_TASK BRIEF_
Swap "Annotation task" for "Labeling task" throughout all the records below and give them again with nothing else changed, leaving out the pictures.

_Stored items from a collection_
-----

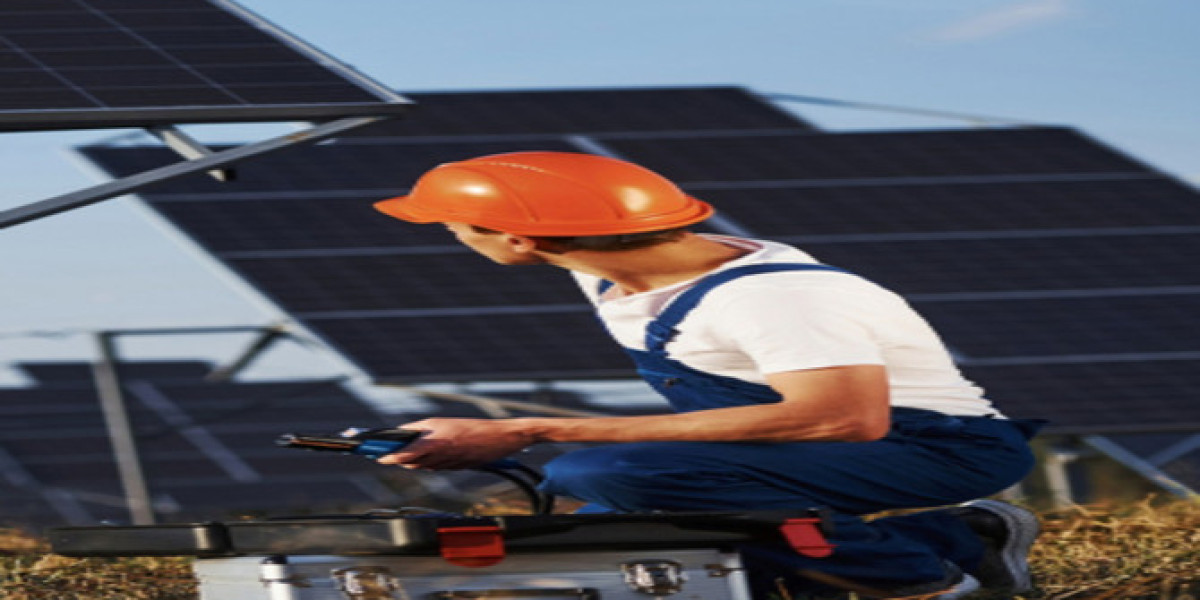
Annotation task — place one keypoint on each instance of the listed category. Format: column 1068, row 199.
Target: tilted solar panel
column 81, row 64
column 1032, row 246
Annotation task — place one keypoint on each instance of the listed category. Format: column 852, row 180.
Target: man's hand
column 459, row 443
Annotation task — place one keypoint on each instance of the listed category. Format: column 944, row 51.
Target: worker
column 792, row 383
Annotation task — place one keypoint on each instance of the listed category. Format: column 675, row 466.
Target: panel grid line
column 162, row 53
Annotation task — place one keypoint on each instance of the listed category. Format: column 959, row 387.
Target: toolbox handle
column 472, row 594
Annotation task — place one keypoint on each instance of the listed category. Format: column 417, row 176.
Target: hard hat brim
column 411, row 211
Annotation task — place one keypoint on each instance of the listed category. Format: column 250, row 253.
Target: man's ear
column 521, row 244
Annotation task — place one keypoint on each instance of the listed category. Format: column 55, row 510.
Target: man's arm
column 846, row 403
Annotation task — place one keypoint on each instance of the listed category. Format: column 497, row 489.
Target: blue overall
column 927, row 460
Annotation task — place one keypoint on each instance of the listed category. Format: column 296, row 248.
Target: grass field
column 1149, row 550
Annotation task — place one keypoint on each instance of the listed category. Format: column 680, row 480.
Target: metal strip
column 133, row 183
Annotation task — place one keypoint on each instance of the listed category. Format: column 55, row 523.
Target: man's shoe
column 1008, row 533
column 953, row 582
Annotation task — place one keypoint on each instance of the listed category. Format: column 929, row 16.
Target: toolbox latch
column 472, row 546
column 804, row 535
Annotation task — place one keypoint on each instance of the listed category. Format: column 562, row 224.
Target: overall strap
column 663, row 329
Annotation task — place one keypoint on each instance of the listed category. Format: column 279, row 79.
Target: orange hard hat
column 547, row 193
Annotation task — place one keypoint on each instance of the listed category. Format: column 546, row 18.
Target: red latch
column 472, row 546
column 804, row 535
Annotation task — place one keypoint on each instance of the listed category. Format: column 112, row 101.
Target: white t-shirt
column 791, row 321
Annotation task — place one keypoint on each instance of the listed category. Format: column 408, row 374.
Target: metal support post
column 1140, row 466
column 267, row 337
column 190, row 148
column 1055, row 468
column 120, row 431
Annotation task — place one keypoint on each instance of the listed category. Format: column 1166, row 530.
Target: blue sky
column 1127, row 73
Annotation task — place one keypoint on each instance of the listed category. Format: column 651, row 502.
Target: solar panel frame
column 955, row 220
column 97, row 64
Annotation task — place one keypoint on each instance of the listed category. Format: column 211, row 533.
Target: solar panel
column 1101, row 396
column 81, row 64
column 519, row 113
column 207, row 449
column 1027, row 154
column 1030, row 249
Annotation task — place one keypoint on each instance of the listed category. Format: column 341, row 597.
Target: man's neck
column 655, row 267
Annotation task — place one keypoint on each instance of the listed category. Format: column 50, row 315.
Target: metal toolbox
column 691, row 574
column 450, row 557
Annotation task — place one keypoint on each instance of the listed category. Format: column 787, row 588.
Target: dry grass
column 1147, row 551
column 28, row 571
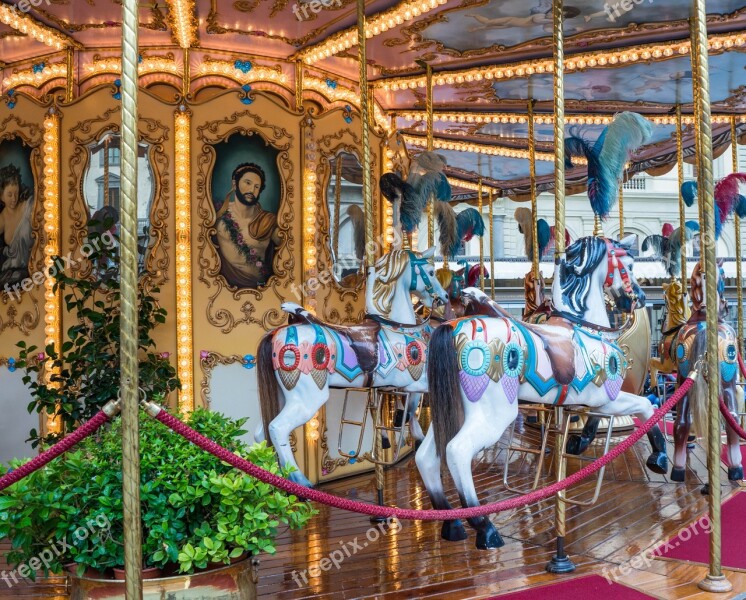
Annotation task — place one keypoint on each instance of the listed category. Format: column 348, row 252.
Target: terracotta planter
column 234, row 582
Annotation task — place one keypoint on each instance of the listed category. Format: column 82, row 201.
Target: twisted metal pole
column 129, row 329
column 560, row 562
column 715, row 580
column 739, row 258
column 532, row 178
column 682, row 208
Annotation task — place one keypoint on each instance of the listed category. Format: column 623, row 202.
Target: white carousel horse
column 480, row 367
column 297, row 364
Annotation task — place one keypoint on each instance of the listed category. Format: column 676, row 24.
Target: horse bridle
column 614, row 264
column 417, row 265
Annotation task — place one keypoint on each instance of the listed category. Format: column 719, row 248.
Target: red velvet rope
column 59, row 448
column 410, row 514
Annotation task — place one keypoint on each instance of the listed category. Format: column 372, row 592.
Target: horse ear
column 628, row 241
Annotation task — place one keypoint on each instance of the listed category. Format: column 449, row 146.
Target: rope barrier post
column 129, row 329
column 368, row 195
column 715, row 580
column 560, row 562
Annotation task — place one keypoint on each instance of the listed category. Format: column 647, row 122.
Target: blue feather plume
column 607, row 156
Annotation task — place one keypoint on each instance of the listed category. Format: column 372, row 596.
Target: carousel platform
column 636, row 510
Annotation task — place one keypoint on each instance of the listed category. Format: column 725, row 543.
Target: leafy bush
column 196, row 510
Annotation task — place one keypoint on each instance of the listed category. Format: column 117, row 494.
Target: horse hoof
column 489, row 538
column 678, row 474
column 576, row 444
column 658, row 463
column 453, row 531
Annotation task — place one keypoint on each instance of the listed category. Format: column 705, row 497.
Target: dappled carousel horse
column 298, row 363
column 480, row 367
column 689, row 347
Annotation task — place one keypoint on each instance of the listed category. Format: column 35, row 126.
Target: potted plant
column 73, row 382
column 198, row 513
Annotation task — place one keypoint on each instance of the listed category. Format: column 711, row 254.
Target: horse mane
column 583, row 258
column 388, row 269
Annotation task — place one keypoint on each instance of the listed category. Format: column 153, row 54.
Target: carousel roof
column 489, row 58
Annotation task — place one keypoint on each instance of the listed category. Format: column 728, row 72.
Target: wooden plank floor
column 635, row 510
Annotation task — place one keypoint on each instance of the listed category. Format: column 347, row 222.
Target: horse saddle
column 363, row 336
column 559, row 349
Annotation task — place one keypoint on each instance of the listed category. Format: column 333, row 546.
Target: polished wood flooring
column 636, row 510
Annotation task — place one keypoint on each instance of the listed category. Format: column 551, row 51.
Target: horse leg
column 301, row 404
column 428, row 464
column 681, row 428
column 577, row 444
column 632, row 404
column 482, row 428
column 735, row 469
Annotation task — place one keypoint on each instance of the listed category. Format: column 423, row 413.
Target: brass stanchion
column 481, row 240
column 715, row 580
column 532, row 178
column 368, row 198
column 129, row 322
column 682, row 207
column 739, row 258
column 560, row 562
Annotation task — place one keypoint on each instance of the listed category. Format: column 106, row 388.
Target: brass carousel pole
column 532, row 178
column 481, row 240
column 715, row 580
column 560, row 562
column 129, row 322
column 492, row 243
column 682, row 212
column 737, row 221
column 370, row 252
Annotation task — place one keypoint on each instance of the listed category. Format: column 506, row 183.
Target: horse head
column 395, row 276
column 591, row 266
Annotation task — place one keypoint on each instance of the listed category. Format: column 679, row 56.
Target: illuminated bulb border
column 184, row 341
column 539, row 119
column 24, row 23
column 182, row 21
column 376, row 25
column 631, row 55
column 51, row 158
column 28, row 77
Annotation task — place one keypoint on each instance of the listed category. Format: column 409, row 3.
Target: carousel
column 253, row 333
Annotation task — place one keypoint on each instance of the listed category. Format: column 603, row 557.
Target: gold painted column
column 682, row 207
column 184, row 339
column 739, row 258
column 715, row 580
column 129, row 297
column 560, row 562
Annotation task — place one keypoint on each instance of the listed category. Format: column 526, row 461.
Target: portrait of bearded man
column 247, row 235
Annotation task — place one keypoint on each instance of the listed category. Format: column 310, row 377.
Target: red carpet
column 592, row 586
column 692, row 542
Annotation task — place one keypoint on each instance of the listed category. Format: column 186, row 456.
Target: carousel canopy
column 490, row 58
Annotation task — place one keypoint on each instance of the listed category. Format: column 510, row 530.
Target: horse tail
column 699, row 395
column 445, row 389
column 269, row 390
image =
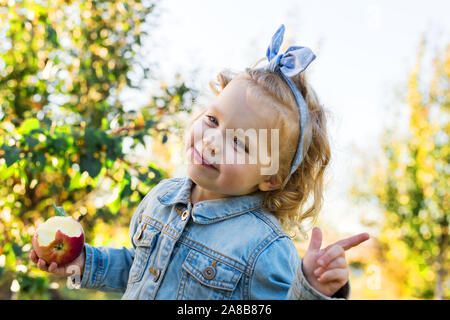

-----

_TASK OUTPUT_
Labeling task — place one keypoint on each instance of the listed category. Format: column 1068, row 199.
Target: tilted solar panel
column 81, row 64
column 1032, row 246
Labeling task — place one keypoint on each instance of the listed category. Format: column 852, row 180.
Target: man's hand
column 459, row 443
Labeling task — place one keypoint on each instance of the listed category. Format: column 944, row 51.
Target: worker
column 792, row 383
Labeling task — place one keypoint on each instance of the listed category. Format: column 675, row 466.
Target: panel grid line
column 162, row 53
Labeling task — place one keypoint on each instance of the listed category. Format: column 959, row 387.
Target: toolbox handle
column 472, row 594
Labeling task — place one keypoint on each instance of the listed category. Format: column 417, row 176.
Target: hard hat brim
column 411, row 211
Labeling task — place one keypoint on each instance of the listed category. Format: column 250, row 253.
Target: man's ear
column 521, row 244
Labeling task — place one keypoint on each instance of the listed category. Format: column 55, row 510.
Target: man's arm
column 846, row 403
Labeling task — place one keypoint on each instance of the listed category. Format: column 497, row 489.
Target: blue overall
column 927, row 460
Labeling task — place one keypoint on each instance of the listed category. Format: column 296, row 248.
Target: grass field
column 1149, row 550
Labeling task — place one keypoint on each instance of the listed category. Format: column 680, row 480.
Target: metal strip
column 133, row 183
Labeling task — place one keypoint on each instance of the listed category. Format: column 55, row 523.
Target: man's shoe
column 1008, row 533
column 953, row 582
Labeling task — place one keypoint on each instance of the listed category. Format: column 929, row 16.
Target: toolbox latch
column 472, row 546
column 804, row 535
Labeling task — place one keypoint on each instance of the listed category. Format: column 562, row 224.
Target: overall strap
column 663, row 329
Labeling task — place one keypoint on each instance of the listed category. Format: column 279, row 79.
Target: orange hard hat
column 547, row 193
Labeling task — place one keypoint on each instance of the listed category. Format: column 546, row 18.
Target: red latch
column 472, row 546
column 804, row 535
Labeling task — place one keypoint on each instance of the listed category. Format: column 112, row 101.
Target: white t-shirt
column 791, row 321
Labeling task — place one keypoint on each instance of the listed category. Format: column 408, row 374.
Target: metal support post
column 1140, row 466
column 267, row 337
column 190, row 148
column 1055, row 468
column 120, row 431
Labeling task — place one keypoint on each instance of the listed category. Format: column 1166, row 530.
Target: blue sky
column 1127, row 73
Labeling task — place one keypoint on each instance of the listed category. Format: column 651, row 502.
Target: solar panel frame
column 955, row 220
column 97, row 64
Labeling task — place one keypoint on each instance of the listed category. Format: column 211, row 533.
Target: solar panel
column 1101, row 396
column 81, row 64
column 519, row 113
column 207, row 449
column 1027, row 154
column 1030, row 249
Labeling task — place one keypoint on each instance of the listed category. Format: column 341, row 597.
Target: man's neck
column 655, row 267
Labeling task — place one keypoint on each instance of the listed category. Format: column 50, row 315.
Target: metal toolbox
column 691, row 574
column 450, row 557
Labeling task — place one keypoint on each instance of the listed category. Format: column 787, row 588.
Target: dry grass
column 1147, row 551
column 28, row 571
Labeling task — place one keypoint on each instance of the listed category. Format: column 348, row 252.
Target: terracotta planter
column 234, row 582
Labeling task — place one keypoint on each instance of the listed category. Format: column 82, row 201.
Target: twisted metal pole
column 129, row 329
column 560, row 562
column 715, row 580
column 739, row 258
column 532, row 178
column 682, row 208
Labeling task — place one keypoint on each instance of the listed category. Format: column 623, row 202.
Target: white carousel horse
column 480, row 367
column 297, row 364
Labeling task — place one keypoint on each instance of the listed category. Format: column 676, row 24.
Target: horse bridle
column 614, row 264
column 417, row 265
Labeling task — place one keypoint on each instance of the listed category. Format: column 719, row 248.
Target: red velvet rope
column 59, row 448
column 410, row 514
Labeling task — place one keypoint on each instance of the listed category. Format: column 372, row 592.
Target: horse ear
column 628, row 241
Labeling task — place one keypoint on each instance of the listed category. Format: column 449, row 146.
Target: rope barrier post
column 129, row 329
column 368, row 195
column 715, row 580
column 560, row 562
Labeling task — place one keypoint on each instance of the listed category. Format: column 647, row 122.
Target: blue feather plume
column 607, row 156
Labeling task — place one keypoint on each instance of the listed category. Format: column 372, row 596.
Target: carousel platform
column 636, row 510
Labeling task — place one keypoint on each instance of the listed category. Format: column 725, row 543.
Target: leafy bush
column 196, row 510
Labeling task — place one keypoint on each instance of the listed category. Format: column 117, row 494.
Target: horse hoof
column 489, row 538
column 678, row 474
column 576, row 444
column 658, row 463
column 453, row 531
Labeling task — place one keypoint on each instance of the listed category. Format: column 705, row 497.
Target: dappled carousel horse
column 298, row 363
column 480, row 367
column 689, row 347
Labeling task — place one keypoint on each instance of the listed category. Format: column 35, row 126.
Target: potted plant
column 73, row 382
column 198, row 513
Labeling task — place one keypoint on each instance of the listed category. Format: column 711, row 254.
Target: horse mane
column 583, row 258
column 388, row 269
Labeling task — place one keypoint on each instance of the listed category. Format: column 153, row 54.
Target: carousel roof
column 489, row 58
Labeling task — place one keypoint on each instance of the listed category. Format: column 728, row 72.
Target: wooden plank floor
column 635, row 510
Labeling task — place one keypoint on each instance of the listed category. Format: column 347, row 222.
Target: horse saddle
column 363, row 336
column 559, row 349
Labeling task — place one keypoint on each instance of the listed category. Format: column 333, row 546.
Target: polished wood flooring
column 636, row 510
Labeling task — place one keypoint on each instance of the listed category. Format: column 551, row 51.
Target: horse leg
column 301, row 404
column 428, row 464
column 681, row 428
column 577, row 444
column 632, row 404
column 482, row 428
column 735, row 469
Labeling task — place one keypoint on each instance of the listed category. Format: column 423, row 413.
Target: brass stanchion
column 481, row 240
column 715, row 580
column 532, row 178
column 368, row 198
column 129, row 322
column 682, row 207
column 739, row 258
column 560, row 562
Labeling task — place one keypoint on each instance of the listed category. Format: column 106, row 388.
Target: brass carousel pole
column 532, row 178
column 481, row 240
column 715, row 580
column 560, row 562
column 129, row 322
column 492, row 243
column 682, row 212
column 737, row 221
column 370, row 252
Labeling task — place one keypoint on each instance of the listed category. Format: column 506, row 183.
Target: horse head
column 395, row 276
column 591, row 266
Labeling task — place one keypoint on each instance of the listed category. Format: column 679, row 56.
Target: illuminated bulb border
column 184, row 341
column 539, row 119
column 24, row 23
column 182, row 21
column 376, row 25
column 631, row 55
column 51, row 158
column 28, row 77
Labeling task — place one keypoint on each instance of the listed category. Format: column 409, row 3.
Target: carousel
column 253, row 333
Labeling task — place one keypoint on each instance of the listed category. Format: column 603, row 557.
Target: gold painted column
column 682, row 207
column 184, row 339
column 739, row 258
column 715, row 580
column 129, row 297
column 560, row 562
Labeling task — place one keypoint on each instance of the listed category. Format: column 526, row 461.
Target: portrait of bearded man
column 247, row 235
Labeling task — place one keypoint on each instance of the listed category. Format: column 310, row 377.
Target: red carpet
column 592, row 586
column 692, row 542
Labeling task — place one keypoint on each instance of the listed category. Format: column 186, row 456.
Target: carousel canopy
column 490, row 58
Labeling task — place one keypoint on each instance of the listed category. Format: column 510, row 530.
Target: horse tail
column 699, row 395
column 445, row 389
column 269, row 390
image =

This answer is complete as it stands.